If policy making improves, interest rate cuts come through and global risk mitigates further, defensives would likely start underperforming. However, we do like the fundamental stories in HUL (Hindustan Unilever Ltd), ITC and Dr Reddy’s which are our preferred picks in this space and think that valuations still have upside potential.
What about the auto and metal stocks in the light of how the commodity markets may pan out going ahead?
Autos are experiencing a cyclical slowdown in demand, which is well reflected in the valuations. We prefer four-wheelers over two-wheelers, and more specifically Maruti Suzuki, which is coming off a very low base of last year and has a strong product pipeline.
We remain cautious on the metals space, but believe there will be some support coming from policy action in China. However, given the uncertainty, we prefer companies with lower commodity price risks like Coal India, NMDC and Jindal Steel and Power.
What is your view on the oil and gas space given the recent price hikes in petrol and compressed natural gas, possibility of diesel de-regulation and the outlook for subsidies?
We are an underweight “energy” sector because it has historically under-performed in a slowly improving macro-environment. Also, we expect Brent crude prices to sustain around current levels of $100/barrel.
The petrol price hikes are a positive, but we are not so optimistic about diesel price de-regulation actually happening and think that companies will have to bear the subsidy burden. Our top pick in this space is BPCL (Bharat Petroleum Corp Ltd), largely because of the rising contribution from its upcoming upstream business.

▶ Challenge 1: Name every company mentioned in the sector outlook text, in the order they appear.
▶ Challenge 2: Retype the sector outlook text word for word, everything from "Autos are experiencing" down to "strong product pipeline.".

Pointing dataset records
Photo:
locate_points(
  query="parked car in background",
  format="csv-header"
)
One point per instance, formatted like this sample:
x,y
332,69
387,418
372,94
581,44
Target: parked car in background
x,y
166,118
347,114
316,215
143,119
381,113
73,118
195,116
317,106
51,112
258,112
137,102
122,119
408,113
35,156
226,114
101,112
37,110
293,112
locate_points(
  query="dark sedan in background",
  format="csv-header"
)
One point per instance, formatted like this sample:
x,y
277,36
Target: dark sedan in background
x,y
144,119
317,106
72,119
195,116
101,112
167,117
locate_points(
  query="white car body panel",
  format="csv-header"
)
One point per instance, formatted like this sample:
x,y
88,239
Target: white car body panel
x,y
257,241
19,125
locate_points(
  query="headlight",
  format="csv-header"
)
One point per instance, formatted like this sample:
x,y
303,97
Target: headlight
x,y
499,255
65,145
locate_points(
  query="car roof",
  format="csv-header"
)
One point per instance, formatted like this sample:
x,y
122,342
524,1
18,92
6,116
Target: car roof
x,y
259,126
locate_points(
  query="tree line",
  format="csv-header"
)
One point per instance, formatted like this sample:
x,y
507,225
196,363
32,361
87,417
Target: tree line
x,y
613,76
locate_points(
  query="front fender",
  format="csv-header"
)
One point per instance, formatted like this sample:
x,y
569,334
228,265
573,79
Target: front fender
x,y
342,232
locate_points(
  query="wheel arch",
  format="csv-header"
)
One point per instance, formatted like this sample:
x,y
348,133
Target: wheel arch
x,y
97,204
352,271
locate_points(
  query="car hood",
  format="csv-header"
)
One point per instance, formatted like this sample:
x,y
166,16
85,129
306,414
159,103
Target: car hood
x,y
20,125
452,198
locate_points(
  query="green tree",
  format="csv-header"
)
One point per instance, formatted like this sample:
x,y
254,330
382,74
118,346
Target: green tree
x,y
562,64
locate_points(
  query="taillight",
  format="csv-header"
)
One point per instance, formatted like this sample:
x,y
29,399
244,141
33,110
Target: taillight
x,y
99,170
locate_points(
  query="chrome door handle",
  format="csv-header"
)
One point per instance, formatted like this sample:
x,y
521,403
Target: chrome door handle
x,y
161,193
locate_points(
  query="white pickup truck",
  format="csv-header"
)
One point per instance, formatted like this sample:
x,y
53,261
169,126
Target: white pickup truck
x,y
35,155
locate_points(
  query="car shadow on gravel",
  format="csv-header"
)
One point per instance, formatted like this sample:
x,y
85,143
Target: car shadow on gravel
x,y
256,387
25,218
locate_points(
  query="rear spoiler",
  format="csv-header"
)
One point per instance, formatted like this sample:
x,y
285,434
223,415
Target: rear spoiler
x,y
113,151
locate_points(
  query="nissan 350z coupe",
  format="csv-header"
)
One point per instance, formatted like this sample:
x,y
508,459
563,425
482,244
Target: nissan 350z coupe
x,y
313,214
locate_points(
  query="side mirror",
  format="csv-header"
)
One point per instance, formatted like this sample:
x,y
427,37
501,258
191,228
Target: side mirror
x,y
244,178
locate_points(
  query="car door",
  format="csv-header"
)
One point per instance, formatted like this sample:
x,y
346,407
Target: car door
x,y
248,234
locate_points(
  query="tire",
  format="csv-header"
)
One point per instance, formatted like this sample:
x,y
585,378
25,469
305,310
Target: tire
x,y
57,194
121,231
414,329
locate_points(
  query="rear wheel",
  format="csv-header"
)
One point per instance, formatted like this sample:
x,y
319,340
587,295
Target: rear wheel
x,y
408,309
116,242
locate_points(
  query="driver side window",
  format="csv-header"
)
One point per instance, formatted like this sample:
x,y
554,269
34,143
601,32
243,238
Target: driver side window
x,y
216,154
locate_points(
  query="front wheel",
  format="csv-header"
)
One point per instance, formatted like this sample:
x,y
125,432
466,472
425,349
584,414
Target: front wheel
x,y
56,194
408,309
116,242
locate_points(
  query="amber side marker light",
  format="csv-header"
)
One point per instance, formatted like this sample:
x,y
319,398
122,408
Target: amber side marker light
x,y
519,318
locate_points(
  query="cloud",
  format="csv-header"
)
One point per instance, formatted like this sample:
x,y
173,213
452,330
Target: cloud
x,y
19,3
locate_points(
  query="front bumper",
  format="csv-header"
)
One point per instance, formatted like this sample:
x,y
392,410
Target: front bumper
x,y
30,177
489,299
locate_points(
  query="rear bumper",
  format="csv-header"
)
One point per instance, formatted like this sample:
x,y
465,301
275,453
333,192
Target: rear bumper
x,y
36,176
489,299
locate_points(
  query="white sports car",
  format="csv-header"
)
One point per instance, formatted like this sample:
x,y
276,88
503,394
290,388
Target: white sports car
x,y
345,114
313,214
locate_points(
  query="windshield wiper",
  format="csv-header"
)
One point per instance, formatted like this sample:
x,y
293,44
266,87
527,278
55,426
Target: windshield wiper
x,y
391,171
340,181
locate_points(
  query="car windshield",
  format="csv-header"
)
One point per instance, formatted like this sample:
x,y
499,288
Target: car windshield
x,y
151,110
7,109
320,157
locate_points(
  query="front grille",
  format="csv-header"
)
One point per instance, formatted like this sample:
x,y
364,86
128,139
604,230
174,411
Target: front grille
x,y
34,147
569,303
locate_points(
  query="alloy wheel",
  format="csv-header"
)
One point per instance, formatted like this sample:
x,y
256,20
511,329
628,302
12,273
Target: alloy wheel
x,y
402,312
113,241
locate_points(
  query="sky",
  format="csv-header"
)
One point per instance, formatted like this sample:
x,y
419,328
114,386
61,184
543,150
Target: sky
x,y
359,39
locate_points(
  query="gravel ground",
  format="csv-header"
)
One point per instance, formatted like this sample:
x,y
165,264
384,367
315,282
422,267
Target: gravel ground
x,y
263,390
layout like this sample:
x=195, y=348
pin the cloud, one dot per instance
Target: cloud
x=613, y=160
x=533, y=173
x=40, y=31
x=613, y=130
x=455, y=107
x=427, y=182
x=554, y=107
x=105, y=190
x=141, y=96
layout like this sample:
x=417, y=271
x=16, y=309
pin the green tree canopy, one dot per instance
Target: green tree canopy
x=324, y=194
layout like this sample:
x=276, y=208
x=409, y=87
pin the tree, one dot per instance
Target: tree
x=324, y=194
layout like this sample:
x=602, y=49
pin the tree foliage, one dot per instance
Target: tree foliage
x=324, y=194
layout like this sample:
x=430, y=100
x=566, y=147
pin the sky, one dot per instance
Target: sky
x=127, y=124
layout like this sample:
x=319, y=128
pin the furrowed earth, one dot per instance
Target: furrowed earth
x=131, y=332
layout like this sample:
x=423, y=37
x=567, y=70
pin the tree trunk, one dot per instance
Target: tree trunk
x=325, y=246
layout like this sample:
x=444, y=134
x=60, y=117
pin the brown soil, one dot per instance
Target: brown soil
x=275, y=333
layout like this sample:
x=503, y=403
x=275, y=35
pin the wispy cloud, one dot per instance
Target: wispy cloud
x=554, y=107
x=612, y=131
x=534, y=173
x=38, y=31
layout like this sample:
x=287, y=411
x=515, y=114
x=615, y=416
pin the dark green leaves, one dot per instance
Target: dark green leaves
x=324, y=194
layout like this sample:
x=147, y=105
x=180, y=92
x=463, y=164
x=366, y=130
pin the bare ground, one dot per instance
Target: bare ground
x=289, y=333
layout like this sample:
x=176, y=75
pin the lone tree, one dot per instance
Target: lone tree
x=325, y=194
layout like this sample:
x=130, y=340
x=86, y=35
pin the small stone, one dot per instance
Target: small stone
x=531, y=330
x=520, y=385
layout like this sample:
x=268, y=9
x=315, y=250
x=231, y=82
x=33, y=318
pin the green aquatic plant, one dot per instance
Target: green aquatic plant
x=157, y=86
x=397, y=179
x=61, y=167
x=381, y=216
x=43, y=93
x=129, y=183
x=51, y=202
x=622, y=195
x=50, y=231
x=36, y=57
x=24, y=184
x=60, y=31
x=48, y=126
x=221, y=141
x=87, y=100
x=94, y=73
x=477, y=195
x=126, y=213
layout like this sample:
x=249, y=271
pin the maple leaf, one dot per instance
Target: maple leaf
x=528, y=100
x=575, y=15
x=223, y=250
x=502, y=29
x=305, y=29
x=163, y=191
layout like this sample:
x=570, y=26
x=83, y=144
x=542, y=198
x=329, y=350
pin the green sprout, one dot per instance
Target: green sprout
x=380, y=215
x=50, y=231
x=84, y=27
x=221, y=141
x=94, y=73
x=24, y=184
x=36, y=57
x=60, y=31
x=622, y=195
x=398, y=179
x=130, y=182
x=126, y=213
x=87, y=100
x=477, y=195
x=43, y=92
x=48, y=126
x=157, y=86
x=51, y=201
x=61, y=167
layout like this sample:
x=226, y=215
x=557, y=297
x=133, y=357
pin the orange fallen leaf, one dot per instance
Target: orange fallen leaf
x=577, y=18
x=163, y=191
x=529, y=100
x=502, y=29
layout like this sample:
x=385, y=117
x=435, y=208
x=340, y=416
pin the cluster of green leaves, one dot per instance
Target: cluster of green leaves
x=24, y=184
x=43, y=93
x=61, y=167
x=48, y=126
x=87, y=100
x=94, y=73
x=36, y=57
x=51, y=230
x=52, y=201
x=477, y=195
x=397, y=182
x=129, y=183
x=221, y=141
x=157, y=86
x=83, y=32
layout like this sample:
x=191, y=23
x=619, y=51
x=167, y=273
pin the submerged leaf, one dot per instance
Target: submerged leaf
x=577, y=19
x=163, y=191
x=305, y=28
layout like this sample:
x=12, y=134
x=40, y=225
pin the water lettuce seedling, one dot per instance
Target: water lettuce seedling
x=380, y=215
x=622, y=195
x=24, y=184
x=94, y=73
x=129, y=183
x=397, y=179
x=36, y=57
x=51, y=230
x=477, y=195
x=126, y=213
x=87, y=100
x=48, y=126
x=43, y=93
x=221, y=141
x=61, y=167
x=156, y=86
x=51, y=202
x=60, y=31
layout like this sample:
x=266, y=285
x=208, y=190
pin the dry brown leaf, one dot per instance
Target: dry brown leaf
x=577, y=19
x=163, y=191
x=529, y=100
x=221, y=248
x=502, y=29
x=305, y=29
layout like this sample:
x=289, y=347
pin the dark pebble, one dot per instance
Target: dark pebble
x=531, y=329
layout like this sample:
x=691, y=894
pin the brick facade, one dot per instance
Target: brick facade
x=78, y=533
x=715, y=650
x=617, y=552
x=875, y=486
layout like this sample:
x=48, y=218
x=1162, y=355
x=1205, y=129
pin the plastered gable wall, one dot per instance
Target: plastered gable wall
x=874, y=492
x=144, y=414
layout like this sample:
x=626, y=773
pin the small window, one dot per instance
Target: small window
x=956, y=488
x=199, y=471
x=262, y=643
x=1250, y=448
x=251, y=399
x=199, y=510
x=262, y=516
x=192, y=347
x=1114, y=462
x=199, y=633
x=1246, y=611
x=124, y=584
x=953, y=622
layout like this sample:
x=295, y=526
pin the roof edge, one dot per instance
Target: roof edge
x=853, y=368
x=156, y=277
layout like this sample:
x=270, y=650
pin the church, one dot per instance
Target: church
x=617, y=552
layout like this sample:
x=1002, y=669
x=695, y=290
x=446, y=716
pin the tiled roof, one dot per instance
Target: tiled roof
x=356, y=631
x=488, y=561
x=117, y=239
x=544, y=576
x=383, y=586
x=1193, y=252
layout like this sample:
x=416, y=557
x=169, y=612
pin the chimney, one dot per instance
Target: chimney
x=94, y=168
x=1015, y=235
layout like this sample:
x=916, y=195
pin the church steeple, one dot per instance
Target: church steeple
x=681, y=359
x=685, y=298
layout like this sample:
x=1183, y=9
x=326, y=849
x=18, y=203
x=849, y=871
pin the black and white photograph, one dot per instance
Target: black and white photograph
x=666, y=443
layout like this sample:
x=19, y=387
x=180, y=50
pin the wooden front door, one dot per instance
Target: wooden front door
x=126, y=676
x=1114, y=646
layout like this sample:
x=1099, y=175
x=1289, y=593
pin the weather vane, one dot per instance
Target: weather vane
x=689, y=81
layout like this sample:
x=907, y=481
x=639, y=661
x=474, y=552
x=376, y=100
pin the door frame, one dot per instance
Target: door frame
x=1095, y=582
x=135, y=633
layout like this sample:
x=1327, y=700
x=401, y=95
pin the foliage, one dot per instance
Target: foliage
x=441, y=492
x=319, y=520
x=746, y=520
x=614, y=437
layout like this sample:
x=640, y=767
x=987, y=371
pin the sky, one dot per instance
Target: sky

▶ Full response 1: HUL (Hindustan Unilever Ltd), ITC, Dr Reddy’s, Maruti Suzuki, Coal India, NMDC, Jindal Steel and Power, BPCL (Bharat Petroleum Corp Ltd)

▶ Full response 2:
Autos are experiencing a cyclical slowdown in demand, which is well reflected in the valuations. We prefer four-wheelers over two-wheelers, and more specifically Maruti Suzuki, which is coming off a very low base of last year and has a strong product pipeline.